- _Exercise instructions_:
Switch each "lesson" in the items below to "exercise", then write the items out again with nothing else changed.

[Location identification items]
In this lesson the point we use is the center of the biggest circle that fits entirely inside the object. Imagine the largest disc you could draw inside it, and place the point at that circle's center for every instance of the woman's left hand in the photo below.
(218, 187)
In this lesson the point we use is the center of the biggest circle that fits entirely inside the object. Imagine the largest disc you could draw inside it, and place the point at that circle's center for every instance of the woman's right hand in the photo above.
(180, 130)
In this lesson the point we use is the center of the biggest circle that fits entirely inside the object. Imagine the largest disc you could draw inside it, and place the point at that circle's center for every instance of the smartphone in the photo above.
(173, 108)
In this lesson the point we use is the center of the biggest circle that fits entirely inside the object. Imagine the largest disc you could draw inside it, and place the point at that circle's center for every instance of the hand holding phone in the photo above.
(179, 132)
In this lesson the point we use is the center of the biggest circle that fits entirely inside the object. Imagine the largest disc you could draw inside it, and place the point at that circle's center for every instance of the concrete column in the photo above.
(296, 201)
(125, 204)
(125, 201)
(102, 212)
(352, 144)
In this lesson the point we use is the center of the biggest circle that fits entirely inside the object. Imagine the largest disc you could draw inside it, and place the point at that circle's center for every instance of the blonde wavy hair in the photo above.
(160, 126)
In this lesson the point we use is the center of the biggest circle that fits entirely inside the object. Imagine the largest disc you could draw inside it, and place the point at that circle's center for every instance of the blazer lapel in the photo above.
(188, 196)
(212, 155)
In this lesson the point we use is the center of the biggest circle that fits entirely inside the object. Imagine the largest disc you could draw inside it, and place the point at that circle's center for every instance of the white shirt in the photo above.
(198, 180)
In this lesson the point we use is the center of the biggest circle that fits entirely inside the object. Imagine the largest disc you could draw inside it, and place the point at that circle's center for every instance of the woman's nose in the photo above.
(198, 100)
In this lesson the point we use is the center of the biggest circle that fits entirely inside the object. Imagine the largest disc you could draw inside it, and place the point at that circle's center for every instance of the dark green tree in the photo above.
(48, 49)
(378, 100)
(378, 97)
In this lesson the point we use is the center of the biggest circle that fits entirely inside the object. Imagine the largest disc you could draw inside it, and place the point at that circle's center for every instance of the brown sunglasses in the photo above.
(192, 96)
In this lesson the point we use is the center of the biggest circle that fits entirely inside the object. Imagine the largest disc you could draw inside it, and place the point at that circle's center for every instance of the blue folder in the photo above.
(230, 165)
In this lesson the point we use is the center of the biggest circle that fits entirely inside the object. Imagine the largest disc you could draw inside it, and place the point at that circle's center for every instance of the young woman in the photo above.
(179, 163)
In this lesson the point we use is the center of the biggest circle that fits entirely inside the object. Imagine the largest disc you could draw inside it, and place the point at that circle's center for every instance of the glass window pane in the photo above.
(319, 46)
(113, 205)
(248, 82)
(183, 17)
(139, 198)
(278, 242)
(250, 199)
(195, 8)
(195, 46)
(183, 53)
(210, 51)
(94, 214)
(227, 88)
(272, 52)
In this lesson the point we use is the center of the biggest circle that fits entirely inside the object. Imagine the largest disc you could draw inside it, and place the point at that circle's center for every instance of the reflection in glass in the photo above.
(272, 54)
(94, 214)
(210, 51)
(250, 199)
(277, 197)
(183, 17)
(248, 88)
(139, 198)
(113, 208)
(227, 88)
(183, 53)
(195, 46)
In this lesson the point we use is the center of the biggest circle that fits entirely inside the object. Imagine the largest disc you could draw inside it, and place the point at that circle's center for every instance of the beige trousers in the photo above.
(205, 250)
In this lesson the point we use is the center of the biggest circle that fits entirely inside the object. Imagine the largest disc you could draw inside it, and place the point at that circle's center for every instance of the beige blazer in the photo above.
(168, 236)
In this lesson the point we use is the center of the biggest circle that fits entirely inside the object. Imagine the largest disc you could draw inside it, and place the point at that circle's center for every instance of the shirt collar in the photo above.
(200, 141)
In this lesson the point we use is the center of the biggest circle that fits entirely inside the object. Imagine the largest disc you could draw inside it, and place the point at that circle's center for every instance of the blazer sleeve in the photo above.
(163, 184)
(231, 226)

- _Exercise result_:
In this exercise the point we use is the center of the biggest circle that fits entirely inside the object. Imagine the largest disc you could draw inside it, and place the point at that circle's center for every instance of the woman's left hand in the photo below.
(218, 187)
In this exercise the point we use is the center of the biggest circle that fits entirely inside the object. Imagine the largest disc you could draw inside it, and place the point at that circle's center for every instance of the woman's right hand in the photo above.
(180, 130)
In this exercise the point we use is the center of the biggest circle that fits entirely inside the object. Imagine the largest disc you could draw inside it, and place the point at that circle's center for every instance of the smartphone in the photo above.
(173, 108)
In this exercise the point we use is the center of the biggest circle that fits entirely inside the object. Imagine the largest disc you could draw inside it, and place the point at that circle's center for every instance of the hand holding phone in the photo above.
(179, 132)
In this exercise the point we use is the center of the biggest circle that fits entirely inside the object. Imagine the largest disc you could draw inside it, and place the point at that circle's center for every instance of the concrete column in the photo above.
(296, 201)
(125, 204)
(125, 201)
(102, 212)
(352, 144)
In this exercise the point we use is the center of the biggest circle that fits entirely inside the object. Imagine the largest disc you could draw inside it, and place the point at that circle's center for every instance of the blonde wavy hair in the photo above.
(160, 126)
In this exercise the point we use is the center of the biggest circle that fits entirely inside the object. Imagine the largest disc you could draw inside it, and place the point at that circle's center for every instance of the blazer lapel in the photo above.
(188, 196)
(212, 155)
In this exercise the point we use is the center of the biggest circle that fits entirely inside the object. Imagine the largest disc you could draw inside it, and place the point at that circle's center for every instance of the white shirt in the photo above.
(198, 180)
In this exercise the point we use is the center of the biggest circle that fits entirely inside the object. Imagine the largest disc you could draw inside it, and place the point at that circle's center for every instance of the woman's nose in the photo above.
(198, 100)
In this exercise the point we use is the center of the biggest circle that fits entirely inside the object. Imagine the largest disc you could draw inside it, and place the point at that circle's center for every instance of the dark green tree in the photo above.
(48, 49)
(378, 100)
(378, 97)
In this exercise the point we use is the center of the biggest circle that fits entirely inside the object. Imagine the largest disc you could draw inside it, and place the point at that circle's center for every instance of the brown sunglasses in the photo above.
(192, 96)
In this exercise the point we use is the center of the biggest circle that fits entirely inside the object. Imagine the largest disc you could draw inside it, and place the point at that circle's center for every instance of the blue folder in the photo above.
(230, 165)
In this exercise the point we use is the center of the biggest circle that fits entirely inside the object. Imagine the largest disc you could draw inside it, and place the point at that circle's center for every instance of the young woman in the photo above.
(179, 163)
In this exercise the point we use is the center of the biggest circle that fits entirely inside the object. Imagine the largest disc you could draw inside it, and place the point at that circle's center for every instance of the glass window pane in the photo above.
(319, 46)
(113, 205)
(248, 82)
(183, 17)
(139, 198)
(278, 242)
(250, 199)
(195, 8)
(195, 46)
(183, 53)
(210, 51)
(94, 214)
(227, 88)
(272, 52)
In this exercise the point we use is the center of the biggest circle that fits entirely inside the object. Imagine the largest disc you could draw inside it, and place the point at that circle's center for every instance of the reflection in glass in the photo above.
(272, 54)
(94, 214)
(210, 51)
(250, 199)
(277, 197)
(183, 17)
(248, 88)
(139, 198)
(113, 208)
(227, 88)
(183, 53)
(195, 46)
In this exercise the point we use is the center of the biggest circle that fits entirely inside the object. Imagine the largest disc you could draw inside it, and place the point at that circle's center for every instance of the beige trousers in the photo above.
(205, 250)
In this exercise the point we use is the center of the biggest circle that fits entirely inside the object. Imagine the largest disc you could draw inside it, and place the point at that circle's center for every instance of the beige blazer in the photo above.
(168, 236)
In this exercise the point we use is the center of the biggest circle that fits entirely inside the object. Imagine the largest disc you could draw inside it, and place the point at that circle's center for every instance of the shirt collar in the photo above.
(200, 141)
In this exercise the point we use is the center of the biggest circle that fits entirely inside the object. Imagine the largest disc you could draw inside it, and place the point at that circle's center for every instance of the blazer sleeve in the photo above.
(163, 184)
(231, 226)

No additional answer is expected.